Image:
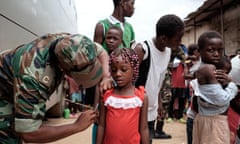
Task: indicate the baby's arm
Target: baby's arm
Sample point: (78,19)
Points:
(206,74)
(144,132)
(101,124)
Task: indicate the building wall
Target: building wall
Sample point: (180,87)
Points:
(231,29)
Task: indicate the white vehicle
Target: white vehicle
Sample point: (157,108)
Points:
(21,21)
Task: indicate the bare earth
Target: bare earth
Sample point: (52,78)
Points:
(176,129)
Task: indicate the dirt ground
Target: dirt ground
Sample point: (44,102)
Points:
(176,129)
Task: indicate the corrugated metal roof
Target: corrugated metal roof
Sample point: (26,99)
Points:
(207,10)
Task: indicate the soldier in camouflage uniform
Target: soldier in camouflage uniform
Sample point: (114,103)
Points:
(165,91)
(30,73)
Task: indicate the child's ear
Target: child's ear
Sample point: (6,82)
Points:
(164,38)
(122,2)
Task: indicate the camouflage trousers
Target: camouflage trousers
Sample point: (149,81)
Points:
(165,93)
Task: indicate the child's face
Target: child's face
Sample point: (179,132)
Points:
(113,39)
(121,71)
(213,51)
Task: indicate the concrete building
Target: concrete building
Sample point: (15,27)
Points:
(219,15)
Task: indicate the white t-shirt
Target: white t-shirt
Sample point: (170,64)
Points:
(158,67)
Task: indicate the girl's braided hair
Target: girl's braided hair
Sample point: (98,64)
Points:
(127,54)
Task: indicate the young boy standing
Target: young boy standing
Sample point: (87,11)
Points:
(122,9)
(169,31)
(210,124)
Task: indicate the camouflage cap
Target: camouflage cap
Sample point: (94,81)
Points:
(77,55)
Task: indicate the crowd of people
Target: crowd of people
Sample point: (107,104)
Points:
(135,86)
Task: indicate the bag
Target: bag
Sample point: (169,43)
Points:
(144,69)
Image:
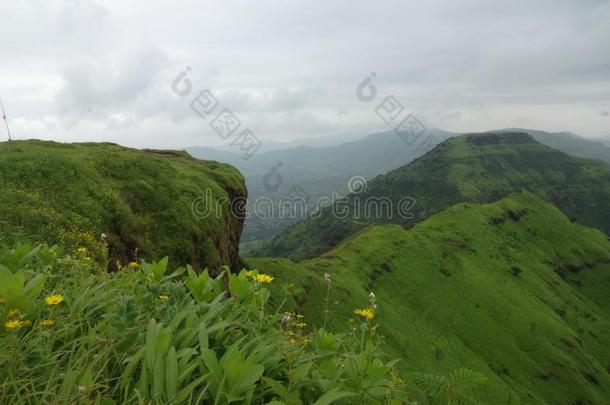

==========

Can you reproduce every row from the line containing "Task: indicate the girl's braided hair" down to the last row, both included, with each number in the answer coordinates offset by 131 and every other line, sample points among them, left unchanged? Leave the pictures out.

Task: indicate the girl's braided hair
Target: girl's braided hair
Sample point: (98,64)
Points:
(258,185)
Task: indicate the young boy standing
Target: young boy standing
Sample point: (87,11)
Points:
(253,140)
(300,162)
(341,255)
Task: indicate the camouflage cap
Target: camouflage cap
Sample point: (94,81)
Points:
(208,186)
Task: indicate the crowd of people
Target: crowd of people
Sample point: (107,104)
Points:
(266,217)
Task: indicate the bag
Target: bag
Sample point: (169,43)
Points:
(275,200)
Image:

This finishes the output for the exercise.